_EXTRACTED TEXT_.
▼▼▼

The alternative hypothesis uses B > A instead of B < A (or the null hypothesis needs to be changed).

Note from the Author or Editor:
erratum is correct

p. 104 printed edition: last line, should be "A > B" instead of "B > A"

Anonymous  Jul 25, 2017  May 11, 2018
Printed
Page 111
Last sentence.

First release (2017-05-09) of first print edition (May 2017) has Greek letter xi (Unicode 03BE) where Greek letter chi (Unicode 03C7) is meant. Same goes for second formula on page 113.

Note from the Author or Editor:
erratum is correct

p. 111, last line and p. 113, formula in center of page

replace Greek letter xi (Unicode 03BE) with Greek letter chi (Unicode 03C7)

Stephen Frost  Jul 11, 2017  May 11, 2018
Printed
Page 111-114
Throughout

The text is inconsistent in its use of "chi-square" vs. "chi-squared". The main section is titled "Chi-Square Test", however page 113 references "the chi-squared statistic" twice, page 114 contains a section titled "Chi-Squared Test: Statistical Theory" (but mentions "chi-square distribution"), and the output given by R states "Pearson's Chi-squared test".

▲▲▲

_STATED PROBLEM A_.
Decide whether each statement below agrees with the errata excerpt. For each, answer yes or no and quote the exact words of the excerpt that settle it. (i) The excerpt says Greek letter xi should replace Greek letter chi. (ii) The R output named in the excerpt reads "Pearson's Chi-squared test". (iii) The main section is titled "Chi-Squared Test".
_STATED PROBLEM B_.
Recast the paragraph of the errata excerpt that begins "The text is inconsistent in its use" as a short list of its main facts.
_STATED PROBLEM C_.
Write a continuation of the errata excerpt, beginning after its final sentence.

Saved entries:
▼▼▼

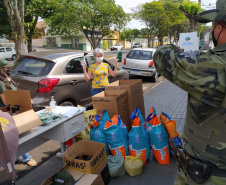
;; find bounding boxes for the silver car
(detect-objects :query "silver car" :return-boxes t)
[11,52,128,110]
[122,48,158,82]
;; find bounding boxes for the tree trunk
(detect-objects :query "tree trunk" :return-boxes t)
[148,34,151,48]
[3,0,24,58]
[27,36,32,53]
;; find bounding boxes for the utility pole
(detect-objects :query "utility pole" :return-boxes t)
[197,0,201,38]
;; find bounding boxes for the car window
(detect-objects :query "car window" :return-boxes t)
[12,57,55,77]
[90,56,115,70]
[126,50,153,60]
[5,48,12,51]
[65,57,83,74]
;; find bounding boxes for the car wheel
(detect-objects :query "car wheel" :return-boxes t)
[12,55,16,60]
[151,72,158,82]
[59,100,76,107]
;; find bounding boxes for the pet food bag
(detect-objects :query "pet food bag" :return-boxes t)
[146,107,170,164]
[128,108,150,164]
[124,153,144,177]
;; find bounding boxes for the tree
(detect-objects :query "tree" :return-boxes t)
[103,40,108,50]
[163,1,187,43]
[47,0,126,48]
[121,29,140,48]
[24,0,57,52]
[135,1,166,47]
[0,3,12,39]
[2,0,24,57]
[180,1,201,32]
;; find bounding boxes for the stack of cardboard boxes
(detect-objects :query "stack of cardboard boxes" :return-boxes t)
[42,80,145,185]
[92,79,145,130]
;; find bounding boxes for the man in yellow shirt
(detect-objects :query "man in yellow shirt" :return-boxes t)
[82,48,118,96]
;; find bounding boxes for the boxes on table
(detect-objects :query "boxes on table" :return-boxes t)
[41,167,98,185]
[92,90,131,129]
[63,140,110,185]
[105,79,146,130]
[1,90,42,134]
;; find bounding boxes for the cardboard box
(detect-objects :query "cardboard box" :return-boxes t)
[42,167,98,185]
[63,140,110,185]
[92,90,131,130]
[105,79,146,124]
[2,90,42,134]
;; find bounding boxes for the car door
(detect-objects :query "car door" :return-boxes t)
[63,57,92,106]
[5,47,13,58]
[0,47,7,58]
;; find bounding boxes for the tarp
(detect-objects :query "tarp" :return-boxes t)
[0,111,19,181]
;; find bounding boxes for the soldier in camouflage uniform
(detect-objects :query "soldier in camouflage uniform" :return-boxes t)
[154,0,226,185]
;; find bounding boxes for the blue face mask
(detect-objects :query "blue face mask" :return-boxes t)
[96,57,104,62]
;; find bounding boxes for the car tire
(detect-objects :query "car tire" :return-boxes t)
[12,55,16,60]
[151,72,158,82]
[59,100,76,107]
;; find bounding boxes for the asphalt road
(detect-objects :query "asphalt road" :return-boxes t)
[0,48,164,185]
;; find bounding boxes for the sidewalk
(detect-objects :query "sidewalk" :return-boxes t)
[12,80,187,185]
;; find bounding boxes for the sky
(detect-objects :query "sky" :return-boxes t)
[115,0,216,30]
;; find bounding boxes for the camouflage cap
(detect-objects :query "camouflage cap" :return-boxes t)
[195,0,226,23]
[0,58,13,69]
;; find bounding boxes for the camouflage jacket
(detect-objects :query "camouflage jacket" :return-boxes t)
[154,43,226,122]
[154,44,226,169]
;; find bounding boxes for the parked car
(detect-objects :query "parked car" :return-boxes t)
[110,44,122,51]
[122,48,158,82]
[11,52,128,111]
[0,47,16,60]
[133,42,142,48]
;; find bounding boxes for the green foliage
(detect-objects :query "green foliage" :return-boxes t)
[182,0,201,15]
[103,40,108,50]
[121,29,140,47]
[47,0,127,48]
[200,24,211,39]
[0,3,12,39]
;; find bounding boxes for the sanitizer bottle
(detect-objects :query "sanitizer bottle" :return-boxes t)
[49,92,57,109]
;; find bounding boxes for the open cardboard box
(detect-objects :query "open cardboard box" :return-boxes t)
[105,79,146,119]
[92,90,131,130]
[63,140,110,185]
[1,90,42,134]
[41,167,98,185]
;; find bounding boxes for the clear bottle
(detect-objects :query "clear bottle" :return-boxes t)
[49,92,57,109]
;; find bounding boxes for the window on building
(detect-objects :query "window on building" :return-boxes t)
[5,48,12,51]
[71,37,79,48]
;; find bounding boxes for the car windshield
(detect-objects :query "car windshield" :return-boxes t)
[126,50,153,60]
[12,57,55,77]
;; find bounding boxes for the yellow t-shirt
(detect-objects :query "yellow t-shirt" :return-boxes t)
[89,63,109,88]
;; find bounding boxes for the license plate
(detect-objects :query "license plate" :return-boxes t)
[131,70,140,75]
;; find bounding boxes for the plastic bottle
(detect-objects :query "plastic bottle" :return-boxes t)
[49,92,57,109]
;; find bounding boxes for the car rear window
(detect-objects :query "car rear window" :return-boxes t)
[126,50,153,60]
[12,57,55,77]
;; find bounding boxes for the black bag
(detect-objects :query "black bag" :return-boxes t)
[187,157,212,184]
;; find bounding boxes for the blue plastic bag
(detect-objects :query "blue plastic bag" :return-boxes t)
[90,110,110,154]
[146,107,170,164]
[95,109,110,129]
[128,108,150,164]
[103,115,129,157]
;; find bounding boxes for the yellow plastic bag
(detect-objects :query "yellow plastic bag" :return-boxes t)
[81,109,97,141]
[124,152,144,177]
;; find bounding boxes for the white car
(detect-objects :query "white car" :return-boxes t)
[0,47,16,60]
[122,48,158,82]
[110,44,122,51]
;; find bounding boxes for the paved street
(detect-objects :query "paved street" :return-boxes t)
[0,80,187,185]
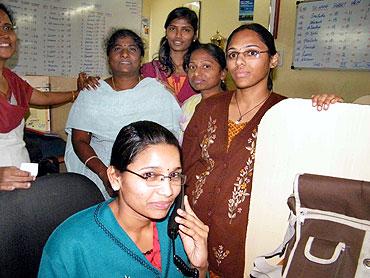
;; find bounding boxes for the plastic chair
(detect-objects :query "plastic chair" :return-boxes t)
[0,173,104,278]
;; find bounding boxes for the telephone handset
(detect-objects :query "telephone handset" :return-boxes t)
[167,186,185,240]
[167,185,199,278]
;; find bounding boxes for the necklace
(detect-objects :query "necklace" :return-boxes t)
[112,74,141,91]
[234,91,271,125]
[142,248,153,256]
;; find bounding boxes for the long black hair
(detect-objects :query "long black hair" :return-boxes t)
[158,7,199,76]
[226,23,277,91]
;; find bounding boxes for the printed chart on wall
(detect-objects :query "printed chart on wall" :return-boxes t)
[292,0,370,70]
[2,0,142,76]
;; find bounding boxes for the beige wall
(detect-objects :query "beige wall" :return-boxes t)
[143,0,370,102]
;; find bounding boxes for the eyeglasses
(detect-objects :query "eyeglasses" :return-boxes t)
[226,49,269,61]
[124,169,186,187]
[0,23,17,33]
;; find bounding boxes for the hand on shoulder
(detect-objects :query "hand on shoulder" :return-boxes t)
[0,166,36,191]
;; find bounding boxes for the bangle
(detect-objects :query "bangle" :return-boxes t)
[71,91,76,102]
[85,155,99,166]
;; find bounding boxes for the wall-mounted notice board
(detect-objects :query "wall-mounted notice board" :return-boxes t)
[2,0,142,76]
[292,0,370,70]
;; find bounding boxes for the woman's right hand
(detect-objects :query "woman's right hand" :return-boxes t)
[0,166,36,191]
[175,196,209,273]
[77,72,100,91]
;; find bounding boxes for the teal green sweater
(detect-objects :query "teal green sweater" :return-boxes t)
[38,201,188,278]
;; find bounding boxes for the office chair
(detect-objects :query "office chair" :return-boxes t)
[0,173,104,278]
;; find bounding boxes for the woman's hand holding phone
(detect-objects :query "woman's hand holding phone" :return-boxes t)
[175,196,209,277]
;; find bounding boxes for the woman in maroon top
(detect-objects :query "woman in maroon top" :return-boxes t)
[183,23,341,278]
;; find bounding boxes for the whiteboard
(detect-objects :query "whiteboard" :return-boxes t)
[2,0,142,76]
[292,0,370,70]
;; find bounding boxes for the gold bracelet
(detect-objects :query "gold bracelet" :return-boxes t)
[71,91,76,102]
[85,155,99,166]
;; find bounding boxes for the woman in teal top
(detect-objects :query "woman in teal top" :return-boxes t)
[39,121,208,277]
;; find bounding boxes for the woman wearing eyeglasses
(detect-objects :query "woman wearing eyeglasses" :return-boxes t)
[0,3,78,191]
[183,23,342,278]
[39,121,208,277]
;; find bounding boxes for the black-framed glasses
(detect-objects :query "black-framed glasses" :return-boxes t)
[226,49,269,61]
[123,169,186,187]
[0,23,17,33]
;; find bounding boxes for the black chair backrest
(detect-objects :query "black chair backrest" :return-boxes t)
[0,173,104,278]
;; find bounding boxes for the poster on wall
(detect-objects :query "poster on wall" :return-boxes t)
[239,0,254,21]
[183,1,200,38]
[1,0,141,76]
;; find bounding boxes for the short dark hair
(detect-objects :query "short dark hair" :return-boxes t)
[0,3,15,25]
[226,23,277,90]
[158,7,199,76]
[110,121,181,172]
[106,29,145,57]
[185,43,227,91]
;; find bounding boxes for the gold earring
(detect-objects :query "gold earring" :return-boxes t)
[112,178,121,191]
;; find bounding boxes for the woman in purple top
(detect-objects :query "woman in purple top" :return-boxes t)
[141,7,199,104]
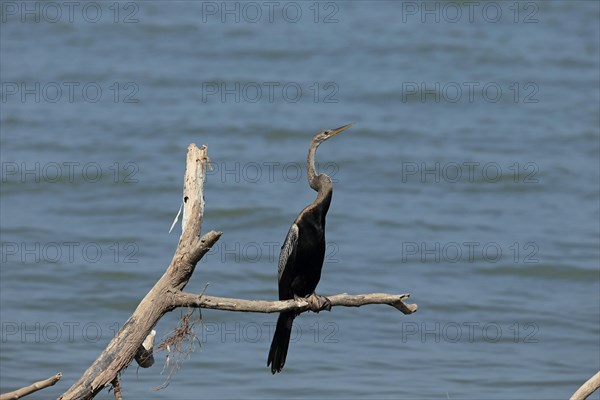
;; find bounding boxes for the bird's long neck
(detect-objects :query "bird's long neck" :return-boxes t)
[306,142,333,218]
[306,142,320,192]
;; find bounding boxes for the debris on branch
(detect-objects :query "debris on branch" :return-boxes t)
[0,372,62,400]
[50,143,417,400]
[569,371,600,400]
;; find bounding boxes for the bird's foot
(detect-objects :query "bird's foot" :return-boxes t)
[305,293,331,313]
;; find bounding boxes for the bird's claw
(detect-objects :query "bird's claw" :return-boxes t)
[305,293,331,313]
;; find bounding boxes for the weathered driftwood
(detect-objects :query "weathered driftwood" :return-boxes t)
[174,292,417,314]
[570,371,600,400]
[60,144,221,400]
[0,372,62,400]
[54,144,417,400]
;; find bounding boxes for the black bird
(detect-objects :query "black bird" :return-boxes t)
[267,124,351,374]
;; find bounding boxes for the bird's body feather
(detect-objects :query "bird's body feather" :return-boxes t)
[267,125,349,373]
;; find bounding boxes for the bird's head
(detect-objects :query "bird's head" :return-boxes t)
[313,124,352,146]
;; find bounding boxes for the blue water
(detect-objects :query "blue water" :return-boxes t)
[0,1,600,399]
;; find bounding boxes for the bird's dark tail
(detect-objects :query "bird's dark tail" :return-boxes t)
[267,311,296,374]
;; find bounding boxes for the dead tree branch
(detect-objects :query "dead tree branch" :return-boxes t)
[60,144,221,400]
[0,372,62,400]
[59,144,417,400]
[173,292,417,314]
[570,371,600,400]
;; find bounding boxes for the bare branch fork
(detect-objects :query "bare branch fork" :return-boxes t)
[59,144,417,400]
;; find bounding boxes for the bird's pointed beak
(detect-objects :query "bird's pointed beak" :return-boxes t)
[329,124,352,137]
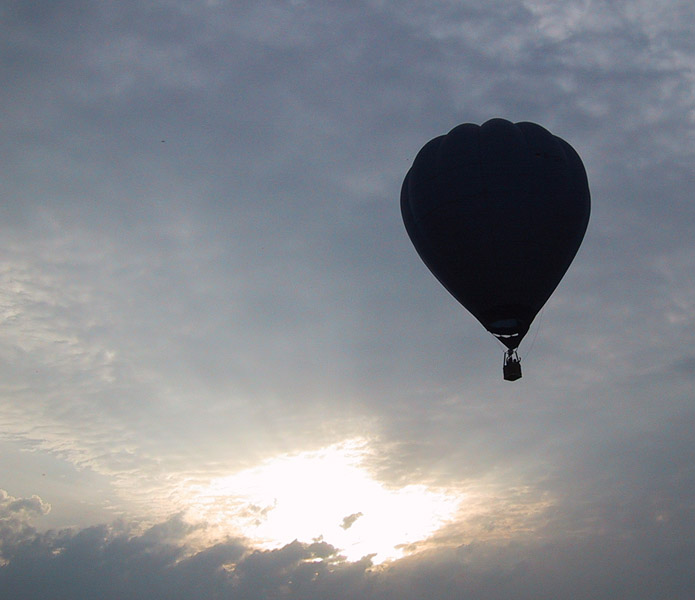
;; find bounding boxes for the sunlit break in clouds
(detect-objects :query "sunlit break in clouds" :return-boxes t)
[184,439,462,563]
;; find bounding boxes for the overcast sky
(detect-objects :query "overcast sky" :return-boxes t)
[0,0,695,600]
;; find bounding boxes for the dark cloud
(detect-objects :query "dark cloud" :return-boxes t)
[0,510,694,600]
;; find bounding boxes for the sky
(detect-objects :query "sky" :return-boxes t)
[0,0,695,600]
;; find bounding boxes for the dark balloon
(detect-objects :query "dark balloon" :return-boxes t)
[401,119,591,366]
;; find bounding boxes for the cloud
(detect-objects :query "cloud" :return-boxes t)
[0,510,693,600]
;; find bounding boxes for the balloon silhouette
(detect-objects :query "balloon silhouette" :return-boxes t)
[401,119,591,380]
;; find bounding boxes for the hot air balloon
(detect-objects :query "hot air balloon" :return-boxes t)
[401,119,591,381]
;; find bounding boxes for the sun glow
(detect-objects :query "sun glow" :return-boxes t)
[186,440,461,563]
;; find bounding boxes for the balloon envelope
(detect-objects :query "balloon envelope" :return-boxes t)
[401,119,591,349]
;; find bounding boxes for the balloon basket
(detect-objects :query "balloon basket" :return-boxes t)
[502,350,521,381]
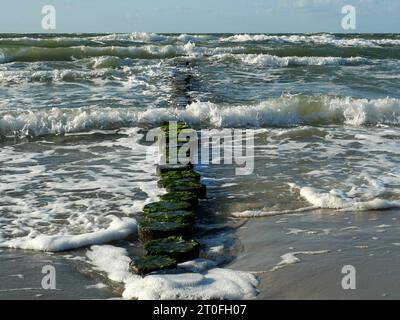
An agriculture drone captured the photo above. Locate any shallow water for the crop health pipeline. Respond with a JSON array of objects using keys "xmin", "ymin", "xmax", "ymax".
[{"xmin": 0, "ymin": 33, "xmax": 400, "ymax": 298}]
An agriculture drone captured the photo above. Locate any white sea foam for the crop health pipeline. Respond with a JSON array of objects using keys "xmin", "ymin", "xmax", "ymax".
[
  {"xmin": 0, "ymin": 128, "xmax": 163, "ymax": 251},
  {"xmin": 299, "ymin": 187, "xmax": 400, "ymax": 211},
  {"xmin": 0, "ymin": 217, "xmax": 136, "ymax": 252},
  {"xmin": 232, "ymin": 206, "xmax": 317, "ymax": 218},
  {"xmin": 0, "ymin": 96, "xmax": 400, "ymax": 136},
  {"xmin": 220, "ymin": 34, "xmax": 400, "ymax": 47},
  {"xmin": 87, "ymin": 245, "xmax": 258, "ymax": 300},
  {"xmin": 271, "ymin": 250, "xmax": 329, "ymax": 271},
  {"xmin": 231, "ymin": 54, "xmax": 371, "ymax": 67}
]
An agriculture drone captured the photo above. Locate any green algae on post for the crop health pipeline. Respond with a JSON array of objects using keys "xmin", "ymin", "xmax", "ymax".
[
  {"xmin": 143, "ymin": 201, "xmax": 193, "ymax": 215},
  {"xmin": 157, "ymin": 164, "xmax": 193, "ymax": 175},
  {"xmin": 165, "ymin": 179, "xmax": 207, "ymax": 199},
  {"xmin": 161, "ymin": 170, "xmax": 200, "ymax": 180},
  {"xmin": 146, "ymin": 211, "xmax": 196, "ymax": 223},
  {"xmin": 138, "ymin": 221, "xmax": 193, "ymax": 242},
  {"xmin": 144, "ymin": 237, "xmax": 200, "ymax": 262},
  {"xmin": 160, "ymin": 191, "xmax": 199, "ymax": 205},
  {"xmin": 129, "ymin": 255, "xmax": 177, "ymax": 275}
]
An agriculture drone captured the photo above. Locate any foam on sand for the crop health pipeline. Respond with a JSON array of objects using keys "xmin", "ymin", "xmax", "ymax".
[
  {"xmin": 271, "ymin": 250, "xmax": 329, "ymax": 271},
  {"xmin": 0, "ymin": 217, "xmax": 137, "ymax": 251},
  {"xmin": 300, "ymin": 187, "xmax": 400, "ymax": 211},
  {"xmin": 86, "ymin": 245, "xmax": 258, "ymax": 300}
]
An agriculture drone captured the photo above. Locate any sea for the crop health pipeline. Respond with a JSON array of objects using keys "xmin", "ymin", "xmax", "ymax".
[{"xmin": 0, "ymin": 33, "xmax": 400, "ymax": 299}]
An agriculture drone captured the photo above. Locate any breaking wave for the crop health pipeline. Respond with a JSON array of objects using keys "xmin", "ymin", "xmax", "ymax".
[{"xmin": 0, "ymin": 95, "xmax": 400, "ymax": 136}]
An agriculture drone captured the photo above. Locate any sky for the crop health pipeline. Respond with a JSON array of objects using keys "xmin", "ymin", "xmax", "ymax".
[{"xmin": 0, "ymin": 0, "xmax": 400, "ymax": 33}]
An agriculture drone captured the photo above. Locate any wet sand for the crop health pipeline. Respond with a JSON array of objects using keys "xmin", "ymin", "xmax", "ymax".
[
  {"xmin": 0, "ymin": 210, "xmax": 400, "ymax": 299},
  {"xmin": 229, "ymin": 210, "xmax": 400, "ymax": 299}
]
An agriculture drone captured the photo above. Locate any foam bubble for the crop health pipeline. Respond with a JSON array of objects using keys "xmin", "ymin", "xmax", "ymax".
[
  {"xmin": 220, "ymin": 34, "xmax": 400, "ymax": 47},
  {"xmin": 0, "ymin": 96, "xmax": 400, "ymax": 136},
  {"xmin": 87, "ymin": 245, "xmax": 258, "ymax": 300},
  {"xmin": 0, "ymin": 217, "xmax": 136, "ymax": 252}
]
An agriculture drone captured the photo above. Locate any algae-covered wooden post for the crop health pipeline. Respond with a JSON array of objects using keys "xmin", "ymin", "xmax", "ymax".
[{"xmin": 130, "ymin": 64, "xmax": 206, "ymax": 275}]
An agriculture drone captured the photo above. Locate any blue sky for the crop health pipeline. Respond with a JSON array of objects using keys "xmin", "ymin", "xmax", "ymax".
[{"xmin": 0, "ymin": 0, "xmax": 400, "ymax": 33}]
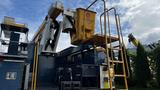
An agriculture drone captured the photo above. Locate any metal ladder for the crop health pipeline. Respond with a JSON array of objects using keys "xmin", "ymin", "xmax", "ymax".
[{"xmin": 100, "ymin": 8, "xmax": 128, "ymax": 90}]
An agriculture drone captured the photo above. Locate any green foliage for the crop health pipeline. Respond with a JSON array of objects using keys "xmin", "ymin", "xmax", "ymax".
[
  {"xmin": 153, "ymin": 46, "xmax": 160, "ymax": 86},
  {"xmin": 135, "ymin": 44, "xmax": 151, "ymax": 87}
]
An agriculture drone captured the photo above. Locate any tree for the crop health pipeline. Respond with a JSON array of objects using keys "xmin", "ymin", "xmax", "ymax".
[
  {"xmin": 153, "ymin": 46, "xmax": 160, "ymax": 86},
  {"xmin": 135, "ymin": 44, "xmax": 151, "ymax": 87}
]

▲▲▲

_WRITTEN REPLY A_.
(i) No. "replace Greek letter xi (Unicode 03BE) with Greek letter chi (Unicode 03C7)"
(ii) Yes. "the output given by R states "Pearson's Chi-squared test""
(iii) No. "The main section is titled "Chi-Square Test""

_WRITTEN REPLY B_.
The text mixes "chi-square" and "chi-squared":
- The main section is titled "Chi-Square Test."
- Page 113 says "the chi-squared statistic" twice.
- Page 114 has a section titled "Chi-Squared Test: Statistical Theory" but mentions "chi-square distribution."
- The R output reads "Pearson's Chi-squared test."

_WRITTEN REPLY C_.
Note from the Author or Editor:
erratum is correct.
p. 113 sentence in the middle of the page and again in the line beginning "where r and c..." -- change chi-squared to chi-square
p. 114 in the header, and in the line following the header
change "...distribution of the chi-squared statistic..." to "...distribution of the chi-square statistic..."

DO NOT change anything in the R output

Matt Galisa  Aug 14, 2017  May 11, 2018
PDF
Page 112
2nd paragraph

Instead of "same result by random chance" - shouldn't it say same result or more extreme - or something like that?

Note from the Author or Editor:
Confirmed, but on page 96, not 112, 2nd para in the "P-Value" subsection of chapter 3, please replace "...achieve the same result by random chance..." with "... achieve a result as extreme as this, or more extreme, by random chance..."

Anonymous  May 02, 2017  Jun 23, 2017
PDF
Page 124
4th and 5th paragraph

(30% instead of 10%) --> (50% instead of 10%): because 50% is used in the following paragraph as an example.

(say 165 ones and 9,868 zeros) --> (say 165 ones and 9,835 zeros): its sum should be equal to 10,000.

Note from the Author or Editor:
p. 124 - erratum is correct:

at the end of the para starting "So we can try..."

EXISTING
(30% instead of 10%)

CHANGE TO
(50% instead of 10%)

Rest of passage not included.